● **Items listed in a dataset**:
----
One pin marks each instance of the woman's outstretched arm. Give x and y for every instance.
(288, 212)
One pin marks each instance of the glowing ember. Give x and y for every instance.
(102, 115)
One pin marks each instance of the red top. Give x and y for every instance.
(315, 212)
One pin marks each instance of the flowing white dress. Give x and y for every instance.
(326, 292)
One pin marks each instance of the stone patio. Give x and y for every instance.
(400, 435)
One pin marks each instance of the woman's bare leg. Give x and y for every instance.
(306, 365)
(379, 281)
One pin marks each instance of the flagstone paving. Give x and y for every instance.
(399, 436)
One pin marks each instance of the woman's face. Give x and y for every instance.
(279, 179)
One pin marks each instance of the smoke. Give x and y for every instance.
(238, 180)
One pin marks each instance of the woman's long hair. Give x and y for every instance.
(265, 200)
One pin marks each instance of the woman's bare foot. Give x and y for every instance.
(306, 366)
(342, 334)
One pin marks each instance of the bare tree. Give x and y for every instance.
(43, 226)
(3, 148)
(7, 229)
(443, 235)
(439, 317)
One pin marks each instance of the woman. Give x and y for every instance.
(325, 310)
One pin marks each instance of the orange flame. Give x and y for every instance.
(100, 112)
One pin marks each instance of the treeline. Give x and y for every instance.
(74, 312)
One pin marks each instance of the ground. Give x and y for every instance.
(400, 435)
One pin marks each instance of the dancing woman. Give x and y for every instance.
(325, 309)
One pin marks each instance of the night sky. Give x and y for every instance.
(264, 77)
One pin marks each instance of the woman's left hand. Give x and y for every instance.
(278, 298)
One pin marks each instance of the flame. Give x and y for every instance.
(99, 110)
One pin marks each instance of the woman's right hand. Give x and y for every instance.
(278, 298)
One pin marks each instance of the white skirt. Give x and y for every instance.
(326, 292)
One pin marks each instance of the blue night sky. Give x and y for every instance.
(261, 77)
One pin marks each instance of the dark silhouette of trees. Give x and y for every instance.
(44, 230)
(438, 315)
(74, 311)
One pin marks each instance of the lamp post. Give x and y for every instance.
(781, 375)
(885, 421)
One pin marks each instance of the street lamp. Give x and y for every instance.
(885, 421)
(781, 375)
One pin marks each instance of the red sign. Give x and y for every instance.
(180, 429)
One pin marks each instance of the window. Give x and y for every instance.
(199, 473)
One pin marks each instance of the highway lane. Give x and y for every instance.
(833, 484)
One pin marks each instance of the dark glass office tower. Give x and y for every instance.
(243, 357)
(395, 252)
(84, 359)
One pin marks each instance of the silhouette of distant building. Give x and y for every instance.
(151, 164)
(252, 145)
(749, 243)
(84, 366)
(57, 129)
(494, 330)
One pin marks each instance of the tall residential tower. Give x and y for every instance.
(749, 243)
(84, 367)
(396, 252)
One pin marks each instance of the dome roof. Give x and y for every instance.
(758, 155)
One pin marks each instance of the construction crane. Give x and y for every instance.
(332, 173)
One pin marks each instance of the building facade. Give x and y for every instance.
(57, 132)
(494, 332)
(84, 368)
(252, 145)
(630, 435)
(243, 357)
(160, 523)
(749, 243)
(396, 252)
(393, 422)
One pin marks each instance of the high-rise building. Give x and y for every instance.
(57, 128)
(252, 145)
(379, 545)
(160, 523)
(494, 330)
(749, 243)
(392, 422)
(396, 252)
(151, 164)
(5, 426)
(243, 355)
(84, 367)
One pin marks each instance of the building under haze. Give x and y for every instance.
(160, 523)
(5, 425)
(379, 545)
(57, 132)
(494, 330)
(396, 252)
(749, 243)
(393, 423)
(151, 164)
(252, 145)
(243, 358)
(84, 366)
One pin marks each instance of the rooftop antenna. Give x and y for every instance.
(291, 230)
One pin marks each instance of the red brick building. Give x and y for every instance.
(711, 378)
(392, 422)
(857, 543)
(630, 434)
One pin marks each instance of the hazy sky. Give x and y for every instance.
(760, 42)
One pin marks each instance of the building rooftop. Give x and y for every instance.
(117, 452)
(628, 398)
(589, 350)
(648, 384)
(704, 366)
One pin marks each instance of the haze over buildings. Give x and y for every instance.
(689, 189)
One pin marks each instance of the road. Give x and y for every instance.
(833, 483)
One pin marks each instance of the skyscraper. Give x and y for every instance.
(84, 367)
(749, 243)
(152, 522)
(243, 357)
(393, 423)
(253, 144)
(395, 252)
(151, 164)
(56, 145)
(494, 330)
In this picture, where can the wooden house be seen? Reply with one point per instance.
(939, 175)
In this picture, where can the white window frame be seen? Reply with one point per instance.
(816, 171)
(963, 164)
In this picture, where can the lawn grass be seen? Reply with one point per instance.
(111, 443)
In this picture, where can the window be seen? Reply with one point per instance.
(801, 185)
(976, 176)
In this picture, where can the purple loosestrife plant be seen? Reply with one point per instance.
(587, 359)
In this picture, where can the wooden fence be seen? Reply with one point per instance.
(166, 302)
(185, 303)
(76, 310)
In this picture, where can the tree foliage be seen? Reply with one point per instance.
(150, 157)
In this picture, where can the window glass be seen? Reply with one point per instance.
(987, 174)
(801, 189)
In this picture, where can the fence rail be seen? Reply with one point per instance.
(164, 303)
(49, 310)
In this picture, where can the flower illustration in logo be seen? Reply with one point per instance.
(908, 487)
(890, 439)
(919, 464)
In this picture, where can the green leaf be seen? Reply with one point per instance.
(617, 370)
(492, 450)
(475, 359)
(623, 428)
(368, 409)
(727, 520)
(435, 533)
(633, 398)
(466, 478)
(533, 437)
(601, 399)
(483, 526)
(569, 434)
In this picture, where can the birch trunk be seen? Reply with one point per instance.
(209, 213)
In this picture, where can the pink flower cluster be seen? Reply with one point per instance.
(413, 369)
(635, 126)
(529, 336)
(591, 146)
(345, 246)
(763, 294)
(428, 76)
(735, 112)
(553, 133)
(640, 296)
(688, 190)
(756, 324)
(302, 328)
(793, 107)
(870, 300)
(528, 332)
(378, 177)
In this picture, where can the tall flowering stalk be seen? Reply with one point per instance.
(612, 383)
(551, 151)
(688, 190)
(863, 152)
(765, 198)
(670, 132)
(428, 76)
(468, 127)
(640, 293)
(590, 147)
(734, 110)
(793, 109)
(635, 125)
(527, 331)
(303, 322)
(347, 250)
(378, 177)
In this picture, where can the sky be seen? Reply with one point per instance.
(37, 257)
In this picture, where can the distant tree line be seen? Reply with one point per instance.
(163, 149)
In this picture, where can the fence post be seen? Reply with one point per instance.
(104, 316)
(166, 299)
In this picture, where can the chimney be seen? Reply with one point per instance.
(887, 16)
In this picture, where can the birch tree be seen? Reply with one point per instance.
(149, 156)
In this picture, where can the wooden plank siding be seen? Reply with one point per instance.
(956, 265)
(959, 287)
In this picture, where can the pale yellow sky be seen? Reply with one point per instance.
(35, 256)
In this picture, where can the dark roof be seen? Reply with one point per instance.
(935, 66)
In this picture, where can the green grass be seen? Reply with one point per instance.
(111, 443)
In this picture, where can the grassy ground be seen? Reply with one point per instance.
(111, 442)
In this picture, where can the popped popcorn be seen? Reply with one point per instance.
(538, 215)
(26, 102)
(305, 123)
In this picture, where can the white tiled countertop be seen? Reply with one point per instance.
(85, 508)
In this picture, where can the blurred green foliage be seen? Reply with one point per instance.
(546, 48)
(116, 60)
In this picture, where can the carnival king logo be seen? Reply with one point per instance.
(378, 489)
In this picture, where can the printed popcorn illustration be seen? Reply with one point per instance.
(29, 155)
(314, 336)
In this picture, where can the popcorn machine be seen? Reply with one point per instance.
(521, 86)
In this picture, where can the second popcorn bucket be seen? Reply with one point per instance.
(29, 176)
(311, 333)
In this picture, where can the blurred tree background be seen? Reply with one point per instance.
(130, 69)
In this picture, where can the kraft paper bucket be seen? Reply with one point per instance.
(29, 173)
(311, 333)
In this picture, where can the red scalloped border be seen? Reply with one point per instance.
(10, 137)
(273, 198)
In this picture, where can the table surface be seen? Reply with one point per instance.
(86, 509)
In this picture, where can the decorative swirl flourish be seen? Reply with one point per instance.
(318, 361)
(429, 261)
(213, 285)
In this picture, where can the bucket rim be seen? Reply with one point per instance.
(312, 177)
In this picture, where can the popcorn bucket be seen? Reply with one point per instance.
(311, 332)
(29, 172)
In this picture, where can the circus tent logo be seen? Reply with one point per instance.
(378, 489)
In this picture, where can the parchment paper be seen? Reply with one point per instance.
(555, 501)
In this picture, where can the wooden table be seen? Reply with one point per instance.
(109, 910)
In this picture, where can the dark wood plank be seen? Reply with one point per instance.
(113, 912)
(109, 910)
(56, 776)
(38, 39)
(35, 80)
----
● **What to produce**: What is needed is an exact copy of the line containing "In this picture, where can the white tiled" and each line after it, through the final line of the entries above.

● **Response to the exercise**:
In this picture, where can the white tiled countertop be seen? Reply with one point per instance.
(85, 508)
In this picture, where can the blurred green foliage be seen? Reply with one point per instance.
(546, 48)
(116, 60)
In this picture, where can the carnival king logo be seen? Reply with one point per instance.
(378, 489)
In this picture, where can the printed popcorn illustration be seen? Reply with one point per instance.
(29, 155)
(314, 336)
In this picture, where can the popcorn machine be seen? Reply with one point per instance.
(521, 86)
In this picture, where can the second popcorn bucket be seen? Reply with one point per instance.
(29, 176)
(311, 333)
In this picture, where can the blurred tree background be seen? Reply with one point per instance.
(130, 69)
In this picture, where can the kraft paper bucket be seen? Reply with one point per instance.
(29, 173)
(311, 333)
In this picture, where can the red scalloped border be seen? Reply with one point per instance.
(10, 137)
(273, 198)
In this picture, where can the table surface be seen? Reply with one point per instance.
(86, 509)
In this picture, where can the decorative swirl flourish be seen? Reply with one point per instance.
(318, 361)
(429, 261)
(213, 285)
In this picture, where can the bucket rim be seen? Reply with one point per instance.
(312, 177)
In this picture, where can the popcorn bucket be seen? Reply with one point per instance.
(311, 332)
(29, 172)
In this picture, where can the circus tent logo be seen? Reply with one point per instance.
(378, 489)
In this picture, where can the parchment paper be seen? Reply with one point per instance.
(555, 501)
In this picture, where can the wooden table be seen? Reply with one point per instance.
(109, 910)
In this picture, where can the dark wood plank be seen? Reply with one point per instance.
(113, 912)
(109, 910)
(56, 776)
(38, 39)
(35, 80)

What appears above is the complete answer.